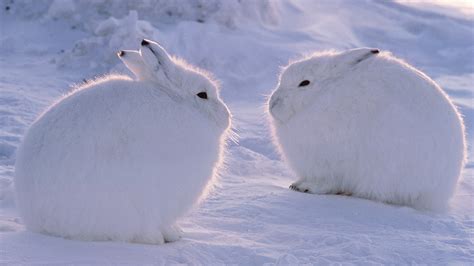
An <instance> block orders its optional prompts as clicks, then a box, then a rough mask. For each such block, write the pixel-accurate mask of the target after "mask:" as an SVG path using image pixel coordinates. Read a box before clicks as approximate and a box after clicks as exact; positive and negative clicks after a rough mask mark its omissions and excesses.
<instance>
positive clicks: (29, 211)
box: [15, 41, 230, 244]
mask: <svg viewBox="0 0 474 266" xmlns="http://www.w3.org/2000/svg"><path fill="white" fill-rule="evenodd" d="M141 50H142V51H141V54H140V53H138V52H133V51H122V52H120V53H119V56H120V57H121V59H122V60H123V61H124V62H125V64H126V65H127V66H128V67H130V69H131V71H132V72H134V73H135V74H136V75H137V77H138V80H131V79H130V78H128V77H123V76H109V77H106V78H104V79H100V80H97V81H94V82H91V83H89V84H86V85H84V86H83V87H80V88H78V89H77V90H75V91H74V92H73V93H71V94H69V95H67V96H65V97H64V98H62V99H61V100H60V101H59V102H57V103H56V104H54V105H52V106H51V107H50V108H49V109H48V110H47V111H46V112H45V113H43V114H42V115H41V116H40V117H39V118H38V119H37V120H36V121H35V122H34V123H33V125H32V126H31V128H30V129H29V130H28V132H27V134H26V136H25V138H24V140H23V143H22V145H21V146H20V148H19V151H18V156H17V161H16V169H15V187H16V193H17V199H18V207H19V210H20V213H21V216H22V217H23V220H24V222H25V224H26V227H27V228H28V229H30V230H32V231H35V232H43V233H47V234H51V235H57V236H62V237H67V238H75V239H83V240H115V241H130V242H140V243H155V244H160V243H163V242H164V241H174V240H176V239H177V238H179V234H178V232H179V229H178V228H176V227H175V226H174V223H175V221H176V219H177V218H178V217H180V216H181V215H183V214H184V213H185V212H186V211H187V210H188V209H189V208H190V207H191V206H192V205H193V204H194V203H196V202H197V201H198V200H199V199H200V198H201V197H202V196H203V195H204V194H205V192H206V189H207V187H208V186H209V184H210V183H211V182H210V181H211V180H212V178H213V177H214V176H215V175H216V168H217V167H219V165H220V163H221V161H222V152H223V145H224V141H225V138H226V136H227V132H228V130H229V127H230V113H229V111H228V109H227V107H226V105H225V104H224V103H223V102H222V101H221V99H220V98H219V95H218V90H217V87H216V84H215V83H214V82H213V81H211V80H210V79H209V77H208V76H206V75H205V74H204V73H203V72H200V71H198V70H196V69H193V68H190V67H189V66H187V65H184V64H183V62H180V61H176V60H175V59H173V58H171V57H169V56H168V54H167V53H166V51H165V50H164V49H163V48H162V47H161V46H160V45H158V44H157V43H154V42H151V41H143V42H142V49H141ZM142 56H143V57H142ZM145 61H147V62H148V64H150V65H152V64H154V67H150V65H148V64H147V65H145Z"/></svg>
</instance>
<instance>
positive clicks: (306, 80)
mask: <svg viewBox="0 0 474 266" xmlns="http://www.w3.org/2000/svg"><path fill="white" fill-rule="evenodd" d="M308 85H309V80H307V79H306V80H303V81H301V83H300V85H298V87H304V86H308Z"/></svg>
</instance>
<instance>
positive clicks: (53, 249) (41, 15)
mask: <svg viewBox="0 0 474 266" xmlns="http://www.w3.org/2000/svg"><path fill="white" fill-rule="evenodd" d="M52 2H53V1H47V0H46V1H33V2H32V1H27V0H25V1H21V0H16V1H14V2H13V1H11V0H5V1H2V2H1V4H0V8H1V10H0V32H1V34H0V263H3V264H33V263H36V264H54V263H56V264H118V263H123V264H172V263H194V264H196V263H200V264H210V263H213V264H231V263H237V264H242V265H262V264H279V265H287V264H305V263H325V262H326V263H327V262H335V263H344V262H346V263H351V262H352V263H356V264H377V263H391V264H408V263H410V264H416V263H417V264H446V263H460V264H468V263H472V261H473V260H474V244H473V238H474V235H473V232H474V206H473V196H474V161H473V159H472V156H471V154H472V148H471V147H472V145H473V143H474V139H473V136H474V131H473V128H474V104H473V95H474V88H473V87H474V86H473V85H474V62H473V59H472V58H474V49H473V48H474V32H473V26H474V25H473V23H474V20H473V19H472V18H471V17H469V16H465V15H463V14H464V13H463V14H461V13H451V12H449V13H446V12H442V10H441V9H439V8H438V9H427V8H425V7H424V6H423V3H421V4H417V5H416V6H414V5H411V4H405V3H403V4H399V3H394V2H386V1H369V0H368V1H309V0H289V1H250V0H249V1H239V2H237V1H206V2H204V1H193V2H192V3H193V4H186V5H185V4H182V3H183V2H184V1H176V2H175V1H171V2H170V1H158V2H160V5H152V4H151V3H152V2H153V1H146V0H143V1H133V2H127V3H133V4H126V5H125V4H119V3H118V2H116V1H106V0H101V1H73V5H70V3H68V4H64V5H65V6H57V7H55V8H52V6H51V3H52ZM62 2H63V1H56V2H55V4H56V5H61V3H62ZM66 3H67V2H66ZM6 6H8V7H9V8H8V10H6ZM72 6H74V7H72ZM71 8H75V9H74V16H72V17H67V18H65V17H64V16H63V15H62V14H64V13H63V12H66V13H67V12H70V10H71ZM133 10H135V11H136V13H135V12H134V11H133ZM169 10H171V13H169V12H167V11H169ZM168 14H170V15H168ZM127 21H128V22H127ZM99 26H100V27H99ZM144 35H145V36H144ZM142 37H147V38H150V39H155V40H158V41H159V42H160V43H161V44H162V45H163V47H166V49H167V50H168V51H169V52H170V54H173V55H176V56H179V57H182V58H185V59H186V60H187V61H189V62H190V63H192V64H194V65H197V66H199V67H201V68H204V69H207V70H209V71H210V72H212V73H213V74H214V75H215V77H216V78H218V79H219V80H220V81H221V83H222V84H221V87H222V89H221V95H222V96H223V100H224V101H225V102H226V104H228V106H229V108H230V110H231V112H232V113H233V116H234V126H235V130H236V131H237V133H238V134H239V136H240V139H239V143H238V144H235V143H233V144H231V145H230V146H229V149H228V152H227V153H228V154H227V160H226V165H227V170H226V171H225V172H224V173H222V175H221V177H220V179H219V182H218V184H217V186H216V188H215V189H214V190H213V191H212V192H211V193H210V195H209V196H208V198H207V199H206V200H204V202H203V203H202V204H201V205H200V207H199V208H196V209H195V210H194V211H192V212H191V213H189V214H188V215H187V216H186V217H185V218H183V219H182V220H181V221H180V222H179V224H180V226H181V228H182V229H183V230H184V236H183V238H182V239H181V240H180V241H177V242H175V243H171V244H165V245H160V246H154V245H140V244H128V243H118V242H81V241H72V240H65V239H61V238H54V237H49V236H44V235H39V234H35V233H31V232H28V231H25V229H24V225H23V224H22V222H21V221H20V219H19V218H18V213H17V210H16V207H15V201H14V198H13V193H12V187H11V185H12V180H13V171H14V169H13V165H14V163H15V150H16V148H17V147H18V145H19V143H20V141H21V138H22V136H23V134H24V132H25V130H26V128H27V127H28V126H29V125H30V124H31V123H32V121H33V120H34V119H35V118H36V117H37V116H38V115H39V114H40V113H41V112H42V111H43V110H44V109H45V108H46V107H47V106H48V105H50V104H52V103H53V102H54V101H55V100H56V99H57V98H59V97H61V96H62V95H63V94H65V93H67V92H68V91H69V90H70V89H71V87H70V86H71V85H72V84H74V83H81V82H82V80H83V79H90V78H93V77H95V76H98V75H103V74H106V73H109V72H114V73H124V74H129V75H131V73H129V72H128V71H127V70H126V68H125V67H123V66H122V64H121V62H120V60H119V59H118V58H117V57H116V55H115V53H116V52H117V50H118V49H137V48H138V45H139V41H140V39H141V38H142ZM361 46H366V47H377V48H379V49H382V50H390V51H392V52H393V54H394V55H396V56H397V57H401V58H403V59H405V60H406V61H407V62H409V63H410V64H412V65H414V66H415V67H417V68H419V69H421V70H422V71H424V72H425V73H426V74H427V75H429V76H430V77H432V78H433V79H434V80H436V81H437V82H438V83H439V84H440V85H441V86H442V87H443V88H444V89H445V90H446V92H447V93H448V94H449V95H450V96H451V98H452V99H453V100H454V102H455V104H457V106H458V107H459V110H460V112H461V113H462V114H463V115H464V120H465V123H466V128H467V135H468V143H469V145H470V149H469V153H468V154H469V158H468V163H467V165H466V167H465V169H464V174H463V178H462V180H461V181H460V182H459V186H458V189H457V191H456V193H455V195H454V198H453V200H452V202H451V208H450V210H449V211H447V212H446V213H430V212H421V211H416V210H414V209H411V208H407V207H399V206H393V205H386V204H381V203H377V202H373V201H368V200H363V199H357V198H353V197H344V196H332V195H327V196H316V195H310V194H303V193H297V192H294V191H290V190H289V189H288V186H289V185H290V184H291V183H292V182H294V181H295V180H296V177H295V175H294V174H293V173H291V171H290V170H289V169H288V167H287V166H286V165H285V164H284V163H283V162H282V161H281V159H280V158H279V156H278V154H277V152H276V151H275V148H274V146H273V145H272V144H271V139H270V133H269V129H268V125H267V118H266V115H265V113H264V107H263V106H264V102H265V100H266V97H267V95H268V94H270V92H271V91H272V90H273V89H274V88H275V86H276V82H277V77H278V74H279V72H280V68H279V67H280V66H283V65H286V64H287V63H288V61H289V60H291V59H295V58H299V57H300V56H302V55H305V54H309V53H311V52H313V51H316V50H326V49H348V48H354V47H361Z"/></svg>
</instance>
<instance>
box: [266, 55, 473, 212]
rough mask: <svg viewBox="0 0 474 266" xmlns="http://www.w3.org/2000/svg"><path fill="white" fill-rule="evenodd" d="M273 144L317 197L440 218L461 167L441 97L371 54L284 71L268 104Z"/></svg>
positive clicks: (292, 168) (290, 68) (440, 96)
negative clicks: (420, 211)
mask: <svg viewBox="0 0 474 266" xmlns="http://www.w3.org/2000/svg"><path fill="white" fill-rule="evenodd" d="M268 110H269V113H270V117H271V124H272V129H273V134H274V139H275V142H276V144H277V146H278V147H279V150H280V151H281V153H282V155H283V157H284V158H285V159H286V161H287V162H288V164H289V165H290V167H291V168H292V169H293V170H294V171H295V173H296V174H297V176H298V177H299V180H298V181H297V182H295V183H293V184H292V185H291V186H290V187H291V188H292V189H294V190H297V191H302V192H309V193H316V194H351V195H354V196H357V197H362V198H368V199H373V200H378V201H383V202H388V203H394V204H401V205H408V206H412V207H415V208H418V209H430V210H441V209H444V208H446V207H447V205H448V200H449V199H450V198H451V196H452V195H453V193H454V191H455V188H456V184H457V181H458V179H459V177H460V174H461V170H462V168H463V165H464V162H465V158H466V142H465V133H464V125H463V121H462V119H461V116H460V114H459V113H458V112H457V110H456V108H455V106H454V105H453V103H452V102H451V100H450V99H449V98H448V96H447V95H446V93H444V92H443V91H442V90H441V88H440V87H439V86H438V85H437V84H436V83H435V82H434V81H433V80H431V79H430V78H429V77H428V76H426V75H425V74H423V73H422V72H421V71H419V70H417V69H415V68H413V67H412V66H410V65H408V64H407V63H405V62H403V61H401V60H399V59H397V58H395V57H393V56H392V55H391V54H389V53H388V52H382V53H381V52H379V50H378V49H370V48H361V49H353V50H349V51H345V52H326V53H319V54H314V55H312V56H310V57H308V58H304V59H302V60H299V61H296V62H293V63H291V64H289V65H288V66H287V67H285V68H284V69H283V72H282V73H281V76H280V80H279V83H278V86H277V88H276V90H275V91H274V92H273V94H272V95H271V97H270V99H269V102H268Z"/></svg>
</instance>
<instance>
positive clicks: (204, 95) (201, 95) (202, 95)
mask: <svg viewBox="0 0 474 266" xmlns="http://www.w3.org/2000/svg"><path fill="white" fill-rule="evenodd" d="M196 95H197V96H198V97H199V98H201V99H205V100H206V99H207V93H206V92H205V91H201V92H200V93H198V94H196Z"/></svg>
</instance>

Requirement:
Convert the stretch from the start of the items through the line containing "box: [15, 41, 230, 244]" into a JSON list of strings, one string per line, with blank lines and pictures left out.

Response below:
[
  "An <instance> block orders its optional prompts as clicks, then a box, then a rough mask. For each such block, write the pixel-accurate mask of the target after \"mask:\" as an SVG path using image pixel coordinates. Read a box before clicks as approximate and a box after clicks as exact; positive and negative clicks after a rough mask mark its omissions and excesses.",
  "<instance>",
  "positive clicks: (29, 211)",
  "box: [15, 41, 230, 244]"
]